> _Фрагмент текста_:
◆ ◆ ◆ ◆ ◆
Следующий дантист сказал: «Какой дурак установил Вам имплантат вместе с гранулятом?», — разрезал верхнюю челюсть и опять все прочистил.
Антибиотики и три капельницы в день. На Гран-при в Барселоне я ехал как бешеная таблетка снотворного. Если можно себе такое представить. При этом у меня после тренировки было странное чувство, что я мог бы выиграть. Но потом оказалось, что среди шин Goodyear были некоторые, пузырившиеся прямо на глазах. Больше всего от них досталось мне и Френтцену.
Следующий дантист, новый специалист по придаточным полостям. Все отекло и загноилось, стенку нужно ломать долотом. Операция была под общим наркозом, несколько дней в госпитале, наряду с этим еще обследования. Найден новый очаг, еще один зуб надо удалять, но нельзя, пока все открыто.
Нехватка воздуха для описания этого процесса находилась в странном контрасте со спокойствием моих мыслей.
У меня было чувство, что все, хватит.
Не из-за измученной челюсти. Одно громоздилось на другое.
Я еще никогда не чувствовал тоску по моей семье так остро, со всей сентиментальностью, которая внезапно тебя охватывает, когда ты лежишь в больнице с трубкой в носу. «Четыре моих девчонки, что будет с вами, если со мной что-то случится в следующей гонке?»
Унизительная ситуация с моим отцом — как я хотел быть с ним!
◆ ◆ ◆ ◆ ◆
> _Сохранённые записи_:

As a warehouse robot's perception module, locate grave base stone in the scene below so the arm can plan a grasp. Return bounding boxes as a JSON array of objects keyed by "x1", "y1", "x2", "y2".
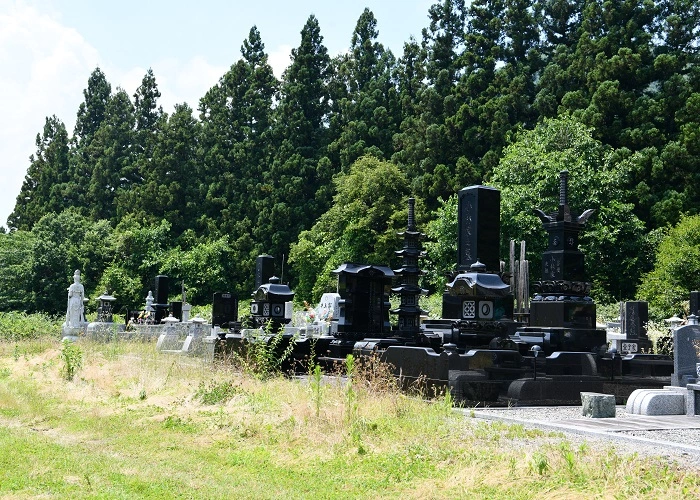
[{"x1": 581, "y1": 392, "x2": 615, "y2": 418}]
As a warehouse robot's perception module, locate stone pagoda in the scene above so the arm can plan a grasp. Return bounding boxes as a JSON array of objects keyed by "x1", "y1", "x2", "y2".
[
  {"x1": 391, "y1": 198, "x2": 428, "y2": 339},
  {"x1": 520, "y1": 171, "x2": 606, "y2": 351}
]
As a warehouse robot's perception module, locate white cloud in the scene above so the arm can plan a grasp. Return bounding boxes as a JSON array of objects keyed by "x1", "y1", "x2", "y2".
[
  {"x1": 267, "y1": 45, "x2": 292, "y2": 78},
  {"x1": 0, "y1": 3, "x2": 97, "y2": 225}
]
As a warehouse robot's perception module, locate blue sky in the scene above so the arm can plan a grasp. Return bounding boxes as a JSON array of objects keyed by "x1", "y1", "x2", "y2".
[{"x1": 0, "y1": 0, "x2": 434, "y2": 229}]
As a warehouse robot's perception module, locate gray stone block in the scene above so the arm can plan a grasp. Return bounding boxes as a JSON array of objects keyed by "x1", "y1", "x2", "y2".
[
  {"x1": 581, "y1": 392, "x2": 615, "y2": 418},
  {"x1": 627, "y1": 389, "x2": 686, "y2": 416}
]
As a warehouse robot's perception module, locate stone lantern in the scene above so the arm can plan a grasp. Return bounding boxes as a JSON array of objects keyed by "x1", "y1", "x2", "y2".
[{"x1": 97, "y1": 292, "x2": 117, "y2": 323}]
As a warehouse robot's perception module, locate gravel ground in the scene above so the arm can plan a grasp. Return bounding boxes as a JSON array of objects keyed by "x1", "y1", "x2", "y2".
[{"x1": 463, "y1": 406, "x2": 700, "y2": 473}]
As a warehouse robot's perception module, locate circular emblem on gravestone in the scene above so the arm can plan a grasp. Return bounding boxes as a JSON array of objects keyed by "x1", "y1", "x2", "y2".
[
  {"x1": 462, "y1": 300, "x2": 476, "y2": 318},
  {"x1": 479, "y1": 301, "x2": 493, "y2": 319}
]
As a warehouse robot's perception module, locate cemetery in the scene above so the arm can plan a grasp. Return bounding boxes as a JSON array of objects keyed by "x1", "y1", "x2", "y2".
[{"x1": 56, "y1": 171, "x2": 700, "y2": 416}]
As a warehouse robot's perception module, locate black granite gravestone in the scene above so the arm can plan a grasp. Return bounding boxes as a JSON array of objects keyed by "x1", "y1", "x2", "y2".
[
  {"x1": 671, "y1": 325, "x2": 700, "y2": 387},
  {"x1": 457, "y1": 186, "x2": 501, "y2": 272},
  {"x1": 620, "y1": 300, "x2": 649, "y2": 340},
  {"x1": 250, "y1": 276, "x2": 294, "y2": 333},
  {"x1": 211, "y1": 292, "x2": 238, "y2": 328},
  {"x1": 333, "y1": 263, "x2": 394, "y2": 340},
  {"x1": 688, "y1": 290, "x2": 700, "y2": 317},
  {"x1": 520, "y1": 171, "x2": 606, "y2": 352},
  {"x1": 255, "y1": 255, "x2": 275, "y2": 290},
  {"x1": 153, "y1": 274, "x2": 170, "y2": 323}
]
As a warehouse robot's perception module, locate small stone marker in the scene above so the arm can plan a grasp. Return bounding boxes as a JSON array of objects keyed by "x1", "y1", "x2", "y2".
[{"x1": 581, "y1": 392, "x2": 615, "y2": 418}]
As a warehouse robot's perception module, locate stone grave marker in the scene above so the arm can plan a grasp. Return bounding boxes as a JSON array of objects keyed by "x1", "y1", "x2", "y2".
[{"x1": 671, "y1": 324, "x2": 700, "y2": 387}]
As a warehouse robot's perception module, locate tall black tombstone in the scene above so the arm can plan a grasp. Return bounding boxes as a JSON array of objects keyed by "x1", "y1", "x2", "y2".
[
  {"x1": 153, "y1": 274, "x2": 170, "y2": 304},
  {"x1": 255, "y1": 255, "x2": 275, "y2": 290},
  {"x1": 620, "y1": 300, "x2": 652, "y2": 352},
  {"x1": 333, "y1": 263, "x2": 394, "y2": 340},
  {"x1": 688, "y1": 290, "x2": 700, "y2": 317},
  {"x1": 520, "y1": 171, "x2": 606, "y2": 352},
  {"x1": 211, "y1": 292, "x2": 238, "y2": 328},
  {"x1": 457, "y1": 186, "x2": 501, "y2": 272},
  {"x1": 153, "y1": 274, "x2": 170, "y2": 323}
]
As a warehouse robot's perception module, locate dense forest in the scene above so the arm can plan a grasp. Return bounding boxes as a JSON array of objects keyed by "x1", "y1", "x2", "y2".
[{"x1": 0, "y1": 0, "x2": 700, "y2": 314}]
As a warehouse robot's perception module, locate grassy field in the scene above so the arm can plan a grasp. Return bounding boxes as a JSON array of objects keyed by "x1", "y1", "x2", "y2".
[{"x1": 0, "y1": 336, "x2": 700, "y2": 499}]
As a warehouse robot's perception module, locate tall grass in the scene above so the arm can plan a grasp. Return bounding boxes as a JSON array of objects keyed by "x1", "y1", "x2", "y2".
◆ ◆ ◆ ◆ ◆
> _Задания и упражнения_:
**A.** В каком городе, согласно отрывку о лечении у дантистов, проходил Гран-при, на который ехал автор?
**B.** Выпишите из отрывка о лечении у дантистов все встречающиеся в нём имена собственные: названия городов и фирм, фамилии.
**C.** Продолжите отрывок о лечении у дантистов с того места, на котором он обрывается.

> _Ответы_:
**A.** В Барселоне.

**B.** Барселона, Goodyear, Френтцен.

**C.**
Бессловесность в разговорах с Флавио Бриаторе, который в каждом своем действии показывал не красивые стороны нашего спорта, а почему-то только холод и бессовестность, которые, правда, тоже присутствуют в этом бизнесе. Меня не очень прельщало выступать на гонках за его команду. Наверное, мне бы надо было заранее это узнать, но в первый момент меня как раз привлекла противоположность — по-итальянски искрящаяся сторона его прохиндейства.
Теперь я был твердо уверен, что с окончанием сезона хочу закончить с этим. Я даже поговорил с Аной об этом. Моя умная португальская жена, которая знала меня уже очень хорошо, сказала:
You will see, zito.
Португало-испанская ласкательная форма выражений Анны обладала особенно мягким теплом. Gerhardzito означало «маленький Герхард», а zito была самая мягкая часть этого.
Перед канадским Гран-при у меня было интервью прессе в Нью-Йорке, на котором я упомянул о необходимости еще одного визита к врачу. Меня интересовало, что скажет американский специалист про мои пазухи. Мало чего нового: надо удалять два зуба, временный прием антибиотиков правилен.
Звонок Бриаторе. Врач говорит, что ты не можешь выступать на Гран-при.
Это была, конечно, чепуха, не говоря уж о довольно редком истолковании врачебной тайны. В эту же ночь в газете «Курьер» уже было написано, что на моем месте в Монреале будет Александр Вурц. Все пахло тем, что Флавио Бриаторе имел большие финансовые интересы во временном приеме на работу Вурца.
Я чувствовал себя слишком плачевно, чтобы инсценировать какое-то серьезное сопротивление. Вернулся в больницу, чтобы быть готовым к Маньи-Куру, и, услышав от Флавио, чтобы я только не спешил с решением, лег снова под нож.
В период между Маньи-Куром и Сильверстоуном разбился мой отец, я расскажу об этом в последней статье.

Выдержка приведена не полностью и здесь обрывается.